SUPPLIED TEXT:
Re: [OPE] webpage computing dynamic rate of profit

From: Dave Zachariah <davez@kth.se>
Date: Fri May 15 2009 - 17:44:30 EDT

Jurriaan Bendien wrote:
> I cannot evaluate this research, because I lack information about what
> exactly was done. In scientific research, what we require are careful,
> exact, comprehensible and complete descriptions of methods, concepts,
> data and sources used. Unfortunately with these input-output Marxists,
> they often do not provide this, so it is anybody's guess where they
> get their numbers from, or what those numbers really mean.
>

Well, in my view Anwar Shaikh, Ahmet Tonak and Edward Wolff have been
quite clear about their methods and data sources. The data used on the
webpage is from the Extended Penn World Tables compiled by Adalmir
Marquetti and used in the work of Duncan Foley.

> To relate profitability to population growth rates seems a very odd
> idea, because there is no obvious historical correlation.

PROVIDED INFORMATION:
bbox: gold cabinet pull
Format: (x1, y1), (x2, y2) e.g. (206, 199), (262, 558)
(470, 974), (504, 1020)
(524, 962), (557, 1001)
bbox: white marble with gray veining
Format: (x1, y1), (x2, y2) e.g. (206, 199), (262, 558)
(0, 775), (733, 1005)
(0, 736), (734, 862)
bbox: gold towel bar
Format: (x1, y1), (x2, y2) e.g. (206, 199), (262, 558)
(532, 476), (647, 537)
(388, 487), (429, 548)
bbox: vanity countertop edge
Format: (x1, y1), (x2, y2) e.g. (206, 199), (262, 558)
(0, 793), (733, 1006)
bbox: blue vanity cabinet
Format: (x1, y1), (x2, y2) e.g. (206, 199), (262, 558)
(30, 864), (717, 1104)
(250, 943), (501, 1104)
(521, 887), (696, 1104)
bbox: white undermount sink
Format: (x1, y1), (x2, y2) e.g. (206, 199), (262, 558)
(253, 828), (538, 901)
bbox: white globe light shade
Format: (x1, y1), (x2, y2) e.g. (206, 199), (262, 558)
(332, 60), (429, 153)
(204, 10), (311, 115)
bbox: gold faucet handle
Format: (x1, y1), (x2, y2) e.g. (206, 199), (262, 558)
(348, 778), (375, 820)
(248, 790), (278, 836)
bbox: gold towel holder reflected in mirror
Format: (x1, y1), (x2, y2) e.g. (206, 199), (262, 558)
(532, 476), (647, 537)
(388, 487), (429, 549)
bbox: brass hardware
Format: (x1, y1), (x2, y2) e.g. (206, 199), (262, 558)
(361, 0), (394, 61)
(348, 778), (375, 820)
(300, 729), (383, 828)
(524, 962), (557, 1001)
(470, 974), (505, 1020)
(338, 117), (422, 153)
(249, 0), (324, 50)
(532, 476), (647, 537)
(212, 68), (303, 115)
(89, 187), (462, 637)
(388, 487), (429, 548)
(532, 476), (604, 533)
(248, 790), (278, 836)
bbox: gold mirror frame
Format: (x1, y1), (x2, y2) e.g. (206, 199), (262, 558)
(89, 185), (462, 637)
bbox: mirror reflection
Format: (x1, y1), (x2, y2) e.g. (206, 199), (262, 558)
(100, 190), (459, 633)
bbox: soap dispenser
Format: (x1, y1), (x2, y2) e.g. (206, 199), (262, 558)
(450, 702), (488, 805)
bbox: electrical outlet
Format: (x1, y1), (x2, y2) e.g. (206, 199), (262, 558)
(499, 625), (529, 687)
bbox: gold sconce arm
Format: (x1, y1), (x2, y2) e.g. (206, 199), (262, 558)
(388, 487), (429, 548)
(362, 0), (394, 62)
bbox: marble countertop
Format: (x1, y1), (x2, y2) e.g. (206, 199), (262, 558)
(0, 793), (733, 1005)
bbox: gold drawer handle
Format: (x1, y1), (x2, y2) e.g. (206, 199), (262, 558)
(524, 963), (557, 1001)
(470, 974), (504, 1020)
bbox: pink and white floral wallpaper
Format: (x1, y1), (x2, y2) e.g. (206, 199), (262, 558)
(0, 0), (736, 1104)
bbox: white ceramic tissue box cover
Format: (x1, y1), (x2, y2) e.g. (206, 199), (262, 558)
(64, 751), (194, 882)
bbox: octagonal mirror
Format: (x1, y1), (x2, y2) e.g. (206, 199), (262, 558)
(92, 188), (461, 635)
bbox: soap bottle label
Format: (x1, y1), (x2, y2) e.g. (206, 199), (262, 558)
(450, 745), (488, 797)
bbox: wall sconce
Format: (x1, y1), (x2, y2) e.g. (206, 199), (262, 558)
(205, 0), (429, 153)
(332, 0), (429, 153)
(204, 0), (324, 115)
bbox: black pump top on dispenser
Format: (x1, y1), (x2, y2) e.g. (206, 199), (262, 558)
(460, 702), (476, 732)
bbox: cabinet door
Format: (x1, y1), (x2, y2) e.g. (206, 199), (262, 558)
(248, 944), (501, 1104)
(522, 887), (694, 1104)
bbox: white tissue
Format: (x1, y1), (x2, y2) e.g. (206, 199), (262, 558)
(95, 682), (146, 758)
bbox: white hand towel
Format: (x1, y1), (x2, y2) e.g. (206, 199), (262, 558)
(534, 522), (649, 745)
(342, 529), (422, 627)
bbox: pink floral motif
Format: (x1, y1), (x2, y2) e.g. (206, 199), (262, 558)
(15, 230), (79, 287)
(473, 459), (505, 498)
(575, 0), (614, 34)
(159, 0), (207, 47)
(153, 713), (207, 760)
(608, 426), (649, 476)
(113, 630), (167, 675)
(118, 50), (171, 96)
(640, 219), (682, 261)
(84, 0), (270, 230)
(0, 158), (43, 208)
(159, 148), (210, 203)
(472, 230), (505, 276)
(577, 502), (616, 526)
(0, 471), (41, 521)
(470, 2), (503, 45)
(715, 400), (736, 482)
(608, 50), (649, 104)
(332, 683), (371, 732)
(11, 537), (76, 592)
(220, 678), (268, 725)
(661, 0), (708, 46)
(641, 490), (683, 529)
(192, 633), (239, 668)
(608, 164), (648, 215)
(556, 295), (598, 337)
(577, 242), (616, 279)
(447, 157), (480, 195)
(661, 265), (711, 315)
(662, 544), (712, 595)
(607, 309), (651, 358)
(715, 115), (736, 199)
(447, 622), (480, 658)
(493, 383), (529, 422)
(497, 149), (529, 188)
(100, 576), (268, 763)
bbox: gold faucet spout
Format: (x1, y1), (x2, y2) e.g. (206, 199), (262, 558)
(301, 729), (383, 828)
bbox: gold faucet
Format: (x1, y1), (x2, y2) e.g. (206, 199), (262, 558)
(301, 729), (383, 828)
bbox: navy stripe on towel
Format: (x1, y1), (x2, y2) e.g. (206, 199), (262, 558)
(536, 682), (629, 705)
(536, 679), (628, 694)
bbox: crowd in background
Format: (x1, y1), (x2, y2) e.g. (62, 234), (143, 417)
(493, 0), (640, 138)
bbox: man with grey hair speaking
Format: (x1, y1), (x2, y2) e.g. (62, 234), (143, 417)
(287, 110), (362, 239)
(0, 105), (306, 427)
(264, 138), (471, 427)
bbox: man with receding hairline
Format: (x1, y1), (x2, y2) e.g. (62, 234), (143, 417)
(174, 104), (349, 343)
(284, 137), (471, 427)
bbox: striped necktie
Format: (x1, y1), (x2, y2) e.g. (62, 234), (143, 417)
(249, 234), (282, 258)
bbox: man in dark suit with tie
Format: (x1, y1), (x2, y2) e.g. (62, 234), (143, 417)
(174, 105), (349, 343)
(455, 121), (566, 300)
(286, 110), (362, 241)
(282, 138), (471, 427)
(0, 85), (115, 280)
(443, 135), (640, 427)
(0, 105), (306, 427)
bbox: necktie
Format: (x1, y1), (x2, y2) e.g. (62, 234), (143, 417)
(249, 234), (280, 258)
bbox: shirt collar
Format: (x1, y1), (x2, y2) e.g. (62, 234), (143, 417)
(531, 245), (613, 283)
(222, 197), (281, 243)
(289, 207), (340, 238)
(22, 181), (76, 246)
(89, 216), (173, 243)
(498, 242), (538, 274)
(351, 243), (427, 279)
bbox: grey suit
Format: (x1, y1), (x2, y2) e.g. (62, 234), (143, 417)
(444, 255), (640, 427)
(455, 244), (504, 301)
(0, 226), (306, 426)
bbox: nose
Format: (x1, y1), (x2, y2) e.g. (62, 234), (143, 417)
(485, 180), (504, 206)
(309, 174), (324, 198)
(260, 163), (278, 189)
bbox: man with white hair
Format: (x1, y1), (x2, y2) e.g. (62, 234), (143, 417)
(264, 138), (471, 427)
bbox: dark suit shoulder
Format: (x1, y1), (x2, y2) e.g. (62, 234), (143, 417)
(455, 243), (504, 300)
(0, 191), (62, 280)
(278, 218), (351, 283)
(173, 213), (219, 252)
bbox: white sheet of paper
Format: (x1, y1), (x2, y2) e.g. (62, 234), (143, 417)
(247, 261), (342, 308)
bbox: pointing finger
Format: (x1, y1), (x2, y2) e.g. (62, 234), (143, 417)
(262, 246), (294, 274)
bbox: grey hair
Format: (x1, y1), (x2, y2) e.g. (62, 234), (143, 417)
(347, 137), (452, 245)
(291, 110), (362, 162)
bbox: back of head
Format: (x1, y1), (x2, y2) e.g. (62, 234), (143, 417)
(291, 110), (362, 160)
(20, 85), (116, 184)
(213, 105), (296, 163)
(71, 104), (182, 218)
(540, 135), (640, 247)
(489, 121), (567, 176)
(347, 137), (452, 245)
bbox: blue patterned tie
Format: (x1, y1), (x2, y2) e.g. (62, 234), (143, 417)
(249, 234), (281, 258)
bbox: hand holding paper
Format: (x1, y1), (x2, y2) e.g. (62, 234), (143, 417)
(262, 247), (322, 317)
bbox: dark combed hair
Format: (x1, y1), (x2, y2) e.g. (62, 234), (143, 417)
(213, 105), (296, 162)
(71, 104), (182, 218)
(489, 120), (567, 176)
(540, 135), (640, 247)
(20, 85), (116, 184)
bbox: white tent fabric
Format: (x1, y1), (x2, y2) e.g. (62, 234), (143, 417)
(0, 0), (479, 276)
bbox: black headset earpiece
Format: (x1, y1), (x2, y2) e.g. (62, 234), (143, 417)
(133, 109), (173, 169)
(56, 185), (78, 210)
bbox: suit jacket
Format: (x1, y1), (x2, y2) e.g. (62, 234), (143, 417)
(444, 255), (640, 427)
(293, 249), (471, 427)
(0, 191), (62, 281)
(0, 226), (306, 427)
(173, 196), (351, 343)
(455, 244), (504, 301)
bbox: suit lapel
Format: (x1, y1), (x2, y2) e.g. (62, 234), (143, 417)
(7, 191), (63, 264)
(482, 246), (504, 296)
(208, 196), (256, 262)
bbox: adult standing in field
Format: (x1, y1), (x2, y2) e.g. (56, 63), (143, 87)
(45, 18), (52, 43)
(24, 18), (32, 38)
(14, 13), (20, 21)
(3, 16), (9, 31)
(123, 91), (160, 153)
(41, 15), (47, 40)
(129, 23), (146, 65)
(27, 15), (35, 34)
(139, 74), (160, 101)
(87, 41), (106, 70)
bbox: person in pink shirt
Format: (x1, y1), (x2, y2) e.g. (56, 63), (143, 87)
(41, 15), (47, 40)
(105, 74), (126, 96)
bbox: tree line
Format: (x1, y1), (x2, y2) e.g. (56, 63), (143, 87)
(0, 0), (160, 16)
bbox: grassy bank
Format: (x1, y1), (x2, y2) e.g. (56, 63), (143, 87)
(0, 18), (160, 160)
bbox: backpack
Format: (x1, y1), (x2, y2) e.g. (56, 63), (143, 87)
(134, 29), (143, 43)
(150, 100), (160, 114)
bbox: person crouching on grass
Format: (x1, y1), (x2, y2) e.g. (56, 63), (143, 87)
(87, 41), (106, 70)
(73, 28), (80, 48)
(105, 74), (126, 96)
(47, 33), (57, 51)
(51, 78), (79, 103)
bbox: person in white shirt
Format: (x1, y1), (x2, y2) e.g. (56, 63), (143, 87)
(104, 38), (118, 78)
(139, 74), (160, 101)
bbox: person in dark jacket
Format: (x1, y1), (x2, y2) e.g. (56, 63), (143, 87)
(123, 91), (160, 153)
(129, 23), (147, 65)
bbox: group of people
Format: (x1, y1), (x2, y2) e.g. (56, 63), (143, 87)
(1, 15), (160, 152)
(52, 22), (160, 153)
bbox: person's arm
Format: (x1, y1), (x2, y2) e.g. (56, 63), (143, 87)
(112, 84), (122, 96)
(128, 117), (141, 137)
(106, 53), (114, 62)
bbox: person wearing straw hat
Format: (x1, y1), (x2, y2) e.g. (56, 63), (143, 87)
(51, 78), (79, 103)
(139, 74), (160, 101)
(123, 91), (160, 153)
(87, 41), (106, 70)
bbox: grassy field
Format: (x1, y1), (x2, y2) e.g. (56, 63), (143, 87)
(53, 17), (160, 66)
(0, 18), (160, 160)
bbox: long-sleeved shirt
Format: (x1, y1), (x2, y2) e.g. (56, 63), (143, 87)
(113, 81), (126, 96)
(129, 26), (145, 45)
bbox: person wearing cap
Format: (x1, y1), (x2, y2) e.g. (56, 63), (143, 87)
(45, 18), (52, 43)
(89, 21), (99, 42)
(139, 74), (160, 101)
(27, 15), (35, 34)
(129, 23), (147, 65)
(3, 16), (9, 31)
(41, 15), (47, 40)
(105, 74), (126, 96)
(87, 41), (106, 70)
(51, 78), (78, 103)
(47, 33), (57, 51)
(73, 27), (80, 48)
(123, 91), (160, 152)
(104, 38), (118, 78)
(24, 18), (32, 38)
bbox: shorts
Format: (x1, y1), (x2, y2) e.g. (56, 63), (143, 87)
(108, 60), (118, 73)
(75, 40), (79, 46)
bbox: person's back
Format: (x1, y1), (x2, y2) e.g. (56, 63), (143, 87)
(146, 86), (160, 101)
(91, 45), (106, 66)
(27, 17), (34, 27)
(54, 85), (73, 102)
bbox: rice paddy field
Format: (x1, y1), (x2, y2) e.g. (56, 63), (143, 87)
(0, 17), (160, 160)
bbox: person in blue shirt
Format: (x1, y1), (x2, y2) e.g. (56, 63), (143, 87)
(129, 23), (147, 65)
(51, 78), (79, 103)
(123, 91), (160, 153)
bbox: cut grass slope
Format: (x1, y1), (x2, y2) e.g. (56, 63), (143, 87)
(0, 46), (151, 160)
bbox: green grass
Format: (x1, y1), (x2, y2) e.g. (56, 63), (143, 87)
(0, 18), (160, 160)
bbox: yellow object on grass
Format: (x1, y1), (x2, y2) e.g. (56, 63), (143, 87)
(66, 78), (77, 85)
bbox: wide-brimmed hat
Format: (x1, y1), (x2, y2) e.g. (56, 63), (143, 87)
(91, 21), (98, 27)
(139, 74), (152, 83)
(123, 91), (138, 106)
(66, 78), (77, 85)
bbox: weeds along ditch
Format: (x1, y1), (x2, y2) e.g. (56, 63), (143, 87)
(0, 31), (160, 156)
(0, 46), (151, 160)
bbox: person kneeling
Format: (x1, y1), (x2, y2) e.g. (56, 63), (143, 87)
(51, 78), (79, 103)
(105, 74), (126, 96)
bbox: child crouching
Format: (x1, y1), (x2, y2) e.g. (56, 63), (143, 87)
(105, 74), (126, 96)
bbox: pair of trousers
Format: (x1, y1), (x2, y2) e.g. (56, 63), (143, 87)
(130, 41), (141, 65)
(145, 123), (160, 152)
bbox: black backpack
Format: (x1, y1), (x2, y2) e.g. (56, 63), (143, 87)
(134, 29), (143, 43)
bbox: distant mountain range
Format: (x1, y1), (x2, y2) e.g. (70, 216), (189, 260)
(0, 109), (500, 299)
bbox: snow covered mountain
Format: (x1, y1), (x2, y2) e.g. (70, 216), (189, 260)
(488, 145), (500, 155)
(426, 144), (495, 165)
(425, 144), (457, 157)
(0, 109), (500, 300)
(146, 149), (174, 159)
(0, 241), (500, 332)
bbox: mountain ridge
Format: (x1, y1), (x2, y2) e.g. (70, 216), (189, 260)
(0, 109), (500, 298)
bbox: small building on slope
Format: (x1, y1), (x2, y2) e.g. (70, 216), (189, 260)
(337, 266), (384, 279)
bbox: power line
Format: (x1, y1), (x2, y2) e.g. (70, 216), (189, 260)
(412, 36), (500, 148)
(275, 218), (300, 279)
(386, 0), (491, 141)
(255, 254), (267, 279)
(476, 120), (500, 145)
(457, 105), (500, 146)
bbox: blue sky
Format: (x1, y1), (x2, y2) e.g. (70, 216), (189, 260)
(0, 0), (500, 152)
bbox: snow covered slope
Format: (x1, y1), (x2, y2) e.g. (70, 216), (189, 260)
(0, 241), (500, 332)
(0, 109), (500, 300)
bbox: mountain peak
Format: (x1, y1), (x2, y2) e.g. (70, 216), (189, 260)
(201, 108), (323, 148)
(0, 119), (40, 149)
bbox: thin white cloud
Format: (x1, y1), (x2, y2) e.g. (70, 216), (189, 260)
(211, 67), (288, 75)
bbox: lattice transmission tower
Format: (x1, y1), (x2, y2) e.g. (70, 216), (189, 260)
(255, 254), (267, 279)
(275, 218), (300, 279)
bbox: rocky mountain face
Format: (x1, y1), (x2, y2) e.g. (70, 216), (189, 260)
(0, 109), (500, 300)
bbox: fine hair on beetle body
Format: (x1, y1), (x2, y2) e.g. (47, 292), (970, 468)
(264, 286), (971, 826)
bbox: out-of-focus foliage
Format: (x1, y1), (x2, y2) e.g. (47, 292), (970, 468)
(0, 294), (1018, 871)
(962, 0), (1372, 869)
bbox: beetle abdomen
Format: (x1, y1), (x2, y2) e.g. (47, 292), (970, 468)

EXERCISE DIRECTIONS:
In the mailing-list reply about the dynamic rate of profit, where does the data used on the webpage come from?

THE RESPONSE:
The Extended Penn World Tables compiled by Adalmir Marquetti.